(Point localization data)
=== Begin Enclosure ===

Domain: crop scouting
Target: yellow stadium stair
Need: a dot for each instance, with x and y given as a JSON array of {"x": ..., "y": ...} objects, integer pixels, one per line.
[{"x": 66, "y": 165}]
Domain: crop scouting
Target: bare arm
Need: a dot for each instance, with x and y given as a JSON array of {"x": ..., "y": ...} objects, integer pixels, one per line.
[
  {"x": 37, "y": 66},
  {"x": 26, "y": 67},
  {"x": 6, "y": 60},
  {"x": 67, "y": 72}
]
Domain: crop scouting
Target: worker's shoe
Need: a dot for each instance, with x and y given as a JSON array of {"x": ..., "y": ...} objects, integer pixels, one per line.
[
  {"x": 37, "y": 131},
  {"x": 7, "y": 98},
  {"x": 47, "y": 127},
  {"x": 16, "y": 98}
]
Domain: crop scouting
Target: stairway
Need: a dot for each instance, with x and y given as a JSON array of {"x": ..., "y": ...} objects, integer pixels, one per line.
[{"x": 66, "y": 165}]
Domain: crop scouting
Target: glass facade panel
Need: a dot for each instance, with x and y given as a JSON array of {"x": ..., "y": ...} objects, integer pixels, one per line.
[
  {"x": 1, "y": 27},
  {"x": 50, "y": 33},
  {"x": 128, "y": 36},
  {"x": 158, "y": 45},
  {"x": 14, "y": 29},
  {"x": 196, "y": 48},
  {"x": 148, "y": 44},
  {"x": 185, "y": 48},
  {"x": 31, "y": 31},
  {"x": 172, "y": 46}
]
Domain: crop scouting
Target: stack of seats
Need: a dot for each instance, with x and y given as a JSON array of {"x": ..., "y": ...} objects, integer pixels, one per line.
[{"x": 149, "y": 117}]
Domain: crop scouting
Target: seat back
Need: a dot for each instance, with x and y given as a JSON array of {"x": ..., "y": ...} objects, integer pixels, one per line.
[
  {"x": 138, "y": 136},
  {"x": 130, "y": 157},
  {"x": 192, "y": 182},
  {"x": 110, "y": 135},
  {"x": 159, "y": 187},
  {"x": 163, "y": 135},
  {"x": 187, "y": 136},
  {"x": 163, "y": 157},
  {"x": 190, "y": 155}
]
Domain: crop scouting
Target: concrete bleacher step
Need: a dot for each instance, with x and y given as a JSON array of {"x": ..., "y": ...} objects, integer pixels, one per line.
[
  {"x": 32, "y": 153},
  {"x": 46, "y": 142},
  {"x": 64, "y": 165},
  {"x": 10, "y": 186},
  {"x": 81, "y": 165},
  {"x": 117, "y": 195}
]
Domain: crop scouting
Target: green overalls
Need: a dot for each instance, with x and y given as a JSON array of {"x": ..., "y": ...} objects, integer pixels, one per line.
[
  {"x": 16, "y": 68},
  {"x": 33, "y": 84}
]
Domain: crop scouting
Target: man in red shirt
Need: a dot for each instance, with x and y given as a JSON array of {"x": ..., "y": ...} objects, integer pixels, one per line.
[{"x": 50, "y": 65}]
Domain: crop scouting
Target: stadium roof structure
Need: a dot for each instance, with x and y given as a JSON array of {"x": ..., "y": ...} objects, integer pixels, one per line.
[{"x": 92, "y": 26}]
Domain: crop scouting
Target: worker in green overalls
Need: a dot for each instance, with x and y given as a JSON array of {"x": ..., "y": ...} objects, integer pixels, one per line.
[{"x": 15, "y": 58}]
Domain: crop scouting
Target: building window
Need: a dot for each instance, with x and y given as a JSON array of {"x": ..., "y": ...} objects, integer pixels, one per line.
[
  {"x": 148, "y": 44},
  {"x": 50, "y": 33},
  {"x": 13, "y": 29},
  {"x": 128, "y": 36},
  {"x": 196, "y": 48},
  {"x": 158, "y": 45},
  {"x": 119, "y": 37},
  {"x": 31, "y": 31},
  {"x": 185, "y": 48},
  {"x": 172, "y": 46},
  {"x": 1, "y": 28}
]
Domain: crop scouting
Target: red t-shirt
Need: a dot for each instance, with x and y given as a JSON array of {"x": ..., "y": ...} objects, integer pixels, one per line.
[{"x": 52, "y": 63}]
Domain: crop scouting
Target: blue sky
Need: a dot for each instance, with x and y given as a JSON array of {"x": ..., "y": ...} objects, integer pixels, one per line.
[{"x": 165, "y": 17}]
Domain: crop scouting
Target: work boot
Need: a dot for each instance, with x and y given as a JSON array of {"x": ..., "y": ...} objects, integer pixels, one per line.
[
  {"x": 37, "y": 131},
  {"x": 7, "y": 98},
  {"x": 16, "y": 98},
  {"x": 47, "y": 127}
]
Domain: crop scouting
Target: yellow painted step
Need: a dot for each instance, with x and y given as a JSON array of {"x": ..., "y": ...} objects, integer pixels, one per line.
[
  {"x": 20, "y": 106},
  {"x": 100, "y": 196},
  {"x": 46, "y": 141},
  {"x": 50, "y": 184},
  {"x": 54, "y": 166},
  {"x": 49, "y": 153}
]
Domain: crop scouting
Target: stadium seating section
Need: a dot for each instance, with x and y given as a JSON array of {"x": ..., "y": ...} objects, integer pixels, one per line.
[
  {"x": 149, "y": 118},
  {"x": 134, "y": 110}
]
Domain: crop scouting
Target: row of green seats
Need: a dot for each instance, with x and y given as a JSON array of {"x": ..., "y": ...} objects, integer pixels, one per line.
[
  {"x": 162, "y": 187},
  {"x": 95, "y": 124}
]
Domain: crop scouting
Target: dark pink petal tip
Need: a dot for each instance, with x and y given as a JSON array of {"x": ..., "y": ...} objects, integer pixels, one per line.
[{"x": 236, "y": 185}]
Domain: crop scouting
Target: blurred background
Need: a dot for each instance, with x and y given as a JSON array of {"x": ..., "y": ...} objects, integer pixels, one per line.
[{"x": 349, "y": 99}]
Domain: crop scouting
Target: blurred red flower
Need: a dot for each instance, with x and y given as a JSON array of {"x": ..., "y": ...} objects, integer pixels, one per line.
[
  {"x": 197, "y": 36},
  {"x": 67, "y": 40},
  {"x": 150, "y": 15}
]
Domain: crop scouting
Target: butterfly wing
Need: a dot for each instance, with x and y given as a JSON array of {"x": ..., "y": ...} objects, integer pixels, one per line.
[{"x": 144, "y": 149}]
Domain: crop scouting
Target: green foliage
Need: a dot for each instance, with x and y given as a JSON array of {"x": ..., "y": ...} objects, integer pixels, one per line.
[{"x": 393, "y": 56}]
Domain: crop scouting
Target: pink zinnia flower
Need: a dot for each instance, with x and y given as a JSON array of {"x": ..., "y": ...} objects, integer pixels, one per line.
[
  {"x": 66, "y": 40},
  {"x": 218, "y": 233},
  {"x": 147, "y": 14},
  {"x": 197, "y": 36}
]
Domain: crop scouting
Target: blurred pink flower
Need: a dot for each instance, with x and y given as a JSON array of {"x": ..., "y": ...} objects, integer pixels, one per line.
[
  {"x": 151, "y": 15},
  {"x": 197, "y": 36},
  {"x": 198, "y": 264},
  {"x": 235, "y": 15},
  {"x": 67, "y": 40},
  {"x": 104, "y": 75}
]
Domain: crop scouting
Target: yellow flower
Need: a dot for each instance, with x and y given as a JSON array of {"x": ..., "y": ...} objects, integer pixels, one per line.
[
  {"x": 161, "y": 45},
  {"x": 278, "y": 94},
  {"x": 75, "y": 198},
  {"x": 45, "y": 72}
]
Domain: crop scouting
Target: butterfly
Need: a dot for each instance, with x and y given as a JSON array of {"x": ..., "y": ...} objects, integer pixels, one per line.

=== End Enclosure ===

- [AIM OF THE TASK] Could you print all of the entries again exactly as they stand?

- [WRITTEN ANSWER]
Domain: crop scouting
Target: yellow stadium stair
Need: a dot for each instance, with x and y given as a JSON array of {"x": ..., "y": ...} objects, integer pixels, one per line.
[{"x": 66, "y": 165}]
Domain: crop scouting
Target: bare arm
Need: a dot for each instance, with x and y given as a JSON array of {"x": ..., "y": ...} objects, integer pixels, one per line.
[
  {"x": 37, "y": 66},
  {"x": 26, "y": 67},
  {"x": 6, "y": 60},
  {"x": 67, "y": 72}
]
Domain: crop scouting
Target: worker's shoe
Need: a dot for each instance, with x and y given as a JSON array of {"x": ..., "y": ...} objects, integer pixels, one per line.
[
  {"x": 37, "y": 131},
  {"x": 7, "y": 98},
  {"x": 47, "y": 127},
  {"x": 16, "y": 98}
]
Domain: crop scouting
Target: stairway
Need: a dot for each instance, with x and y given as a JSON array of {"x": ..., "y": ...} objects, integer pixels, one per line.
[{"x": 66, "y": 165}]
Domain: crop scouting
Target: glass facade panel
Need: a dot for each instance, with x and y given as a JSON array of {"x": ..., "y": ...} objects, integer pixels, one per line.
[
  {"x": 1, "y": 27},
  {"x": 50, "y": 33},
  {"x": 128, "y": 36},
  {"x": 158, "y": 45},
  {"x": 14, "y": 29},
  {"x": 196, "y": 48},
  {"x": 148, "y": 44},
  {"x": 185, "y": 48},
  {"x": 31, "y": 31},
  {"x": 172, "y": 46}
]
Domain: crop scouting
Target: stack of seats
Need: a dot for each instance, with x and y given as a JSON array of {"x": ..., "y": ...} objects, integer pixels, one per line.
[{"x": 149, "y": 117}]
Domain: crop scouting
Target: seat back
Need: a dot for each instance, with x and y given as a JSON array of {"x": ..., "y": ...} objects, integer pixels, one per line.
[
  {"x": 138, "y": 136},
  {"x": 130, "y": 157},
  {"x": 192, "y": 182},
  {"x": 110, "y": 135},
  {"x": 159, "y": 187},
  {"x": 163, "y": 135},
  {"x": 187, "y": 136},
  {"x": 163, "y": 157},
  {"x": 190, "y": 155}
]
Domain: crop scouting
Target: concrete bleacher step
Need: a dot for each instance, with x and y given as a JSON array of {"x": ..., "y": ...} objects, integer pixels, one per line.
[
  {"x": 32, "y": 153},
  {"x": 46, "y": 142},
  {"x": 64, "y": 165},
  {"x": 10, "y": 186},
  {"x": 81, "y": 165},
  {"x": 117, "y": 195}
]
Domain: crop scouting
Target: green overalls
Need: a dot for each instance, with x and y given as a JSON array of {"x": ..., "y": ...} objects, integer pixels, one per line.
[
  {"x": 16, "y": 68},
  {"x": 33, "y": 84}
]
Domain: crop scouting
Target: man in red shirt
Need: a dot for each instance, with x and y given as a JSON array of {"x": ..., "y": ...} objects, integer pixels, one per line.
[{"x": 50, "y": 65}]
Domain: crop scouting
Target: stadium roof structure
Need: a dot for each instance, with x and y given as a JSON array of {"x": ..., "y": ...} objects, integer pixels, one per line.
[{"x": 92, "y": 26}]
Domain: crop scouting
Target: worker in green overalls
Need: a dot for each instance, with x and y given as a JSON array of {"x": ..., "y": ...} objects, integer pixels, one per line.
[{"x": 15, "y": 58}]
Domain: crop scouting
Target: building window
Need: a dot for each instance, with x and y given as a JSON array of {"x": ..., "y": ...} objects, integer pixels, one per line.
[
  {"x": 148, "y": 44},
  {"x": 50, "y": 33},
  {"x": 13, "y": 29},
  {"x": 128, "y": 36},
  {"x": 196, "y": 48},
  {"x": 158, "y": 45},
  {"x": 119, "y": 37},
  {"x": 31, "y": 31},
  {"x": 185, "y": 48},
  {"x": 172, "y": 46},
  {"x": 1, "y": 28}
]
Domain: crop scouting
Target: red t-shirt
Need: a dot for each instance, with x and y given as a JSON array of {"x": ..., "y": ...} objects, integer pixels, one per line.
[{"x": 52, "y": 63}]
Domain: crop scouting
Target: blue sky
Need: a dot for each instance, with x and y given as a JSON array of {"x": ..., "y": ...} objects, integer pixels, one per line.
[{"x": 165, "y": 17}]
Domain: crop scouting
Target: work boot
Need: a dot for each instance, with x and y given as a JSON array of {"x": ..., "y": ...} objects, integer pixels, one per line.
[
  {"x": 37, "y": 131},
  {"x": 7, "y": 98},
  {"x": 16, "y": 98},
  {"x": 47, "y": 127}
]
Domain: crop scouting
Target: yellow painted step
Need: a dot for each instance, with x and y given as a JSON array of {"x": ..., "y": ...} objects, integer pixels, one per line.
[
  {"x": 20, "y": 106},
  {"x": 100, "y": 196},
  {"x": 46, "y": 141},
  {"x": 50, "y": 184},
  {"x": 54, "y": 166},
  {"x": 49, "y": 153}
]
Domain: crop scouting
Target: stadium seating section
Need: a dot for each instance, with x and y given as a JSON array of {"x": ..., "y": ...} objects, integer pixels, one per line.
[
  {"x": 149, "y": 118},
  {"x": 134, "y": 110}
]
Domain: crop scouting
Target: row of green seats
Need: a dot for each instance, with x and y given as a JSON array of {"x": ..., "y": ...} objects, integer pixels, one per line.
[
  {"x": 162, "y": 187},
  {"x": 95, "y": 124}
]
Domain: crop scouting
Target: dark pink petal tip
Need: a dot for each instance, with x and y given as a JSON array of {"x": ..., "y": ...} objects, integer pixels, one per line.
[{"x": 236, "y": 185}]
Domain: crop scouting
Target: blurred background
Need: a dot for each instance, with x and y given as a JSON array of {"x": ..., "y": ...} objects, integer pixels, one per line.
[{"x": 349, "y": 99}]
Domain: crop scouting
Target: blurred red flower
Need: a dot for each instance, with x and y given as a JSON array of {"x": ..., "y": ...} objects, integer pixels, one per line.
[
  {"x": 197, "y": 36},
  {"x": 67, "y": 40},
  {"x": 150, "y": 15}
]
Domain: crop scouting
Target: butterfly wing
Need: a dot for each instance, with x and y given as a JSON array of {"x": ..., "y": ...} objects, integer pixels, one per line.
[{"x": 144, "y": 149}]
Domain: crop scouting
Target: green foliage
Need: a dot for each instance, with x and y given as a JSON array of {"x": ..., "y": ...} objects, integer pixels, one per line.
[{"x": 393, "y": 56}]
Domain: crop scouting
Target: pink zinnia flower
Need: a dot for each instance, with x and y given as a JSON array of {"x": ..., "y": ...} objects, integer pixels, one per line.
[
  {"x": 66, "y": 40},
  {"x": 218, "y": 233},
  {"x": 147, "y": 14},
  {"x": 197, "y": 36}
]
Domain: crop scouting
Target: blurred pink flower
Need: a dot for each instance, with x and y given as a JSON array of {"x": ..., "y": ...} objects, integer pixels, one per line.
[
  {"x": 151, "y": 15},
  {"x": 197, "y": 36},
  {"x": 198, "y": 264},
  {"x": 235, "y": 15},
  {"x": 67, "y": 40},
  {"x": 104, "y": 75}
]
Domain: crop scouting
Target: yellow flower
Need: a dot for each instance, with x and y given as a JSON array of {"x": ..., "y": ...} objects, integer pixels, one per line.
[
  {"x": 161, "y": 45},
  {"x": 278, "y": 94},
  {"x": 75, "y": 198},
  {"x": 45, "y": 72}
]
Domain: crop scouting
Target: butterfly
Need: a dot for each instance, with x and y given as a JSON array of {"x": ..., "y": ...} objects, integer pixels, one per line.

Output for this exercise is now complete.